**TASK MATERIAL**
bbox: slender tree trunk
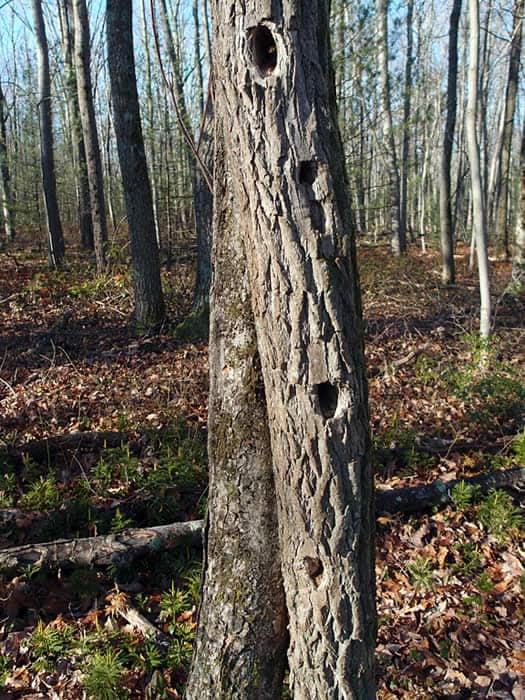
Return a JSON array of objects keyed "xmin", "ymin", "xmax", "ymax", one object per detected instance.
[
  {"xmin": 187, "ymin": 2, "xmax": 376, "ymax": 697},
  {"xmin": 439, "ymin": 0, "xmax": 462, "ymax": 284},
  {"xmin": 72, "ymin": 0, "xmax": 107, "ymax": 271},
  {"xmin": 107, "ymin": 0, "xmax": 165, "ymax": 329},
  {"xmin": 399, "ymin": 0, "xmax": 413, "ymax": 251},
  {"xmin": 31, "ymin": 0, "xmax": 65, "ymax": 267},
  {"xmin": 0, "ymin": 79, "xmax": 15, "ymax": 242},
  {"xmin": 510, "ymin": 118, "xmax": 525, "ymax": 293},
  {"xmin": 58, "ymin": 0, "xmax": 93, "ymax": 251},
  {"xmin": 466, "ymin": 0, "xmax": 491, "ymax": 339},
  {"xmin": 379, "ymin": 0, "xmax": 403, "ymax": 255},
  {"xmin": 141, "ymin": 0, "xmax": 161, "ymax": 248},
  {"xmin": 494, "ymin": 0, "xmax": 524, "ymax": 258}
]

...

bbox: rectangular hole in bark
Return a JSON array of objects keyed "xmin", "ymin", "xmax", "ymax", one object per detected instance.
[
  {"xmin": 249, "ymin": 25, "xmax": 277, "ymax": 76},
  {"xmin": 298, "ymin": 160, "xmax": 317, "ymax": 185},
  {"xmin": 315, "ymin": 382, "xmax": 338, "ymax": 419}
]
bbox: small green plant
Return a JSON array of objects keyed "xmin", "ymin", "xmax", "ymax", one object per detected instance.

**WHAT YOU ARE ASKED TO DO**
Look through the entries for the string "bbox". Every line that has it belongs in the answer.

**YOUR SOLUTION**
bbox: slender tree trunk
bbox: rectangular hole in bark
bbox: small green plant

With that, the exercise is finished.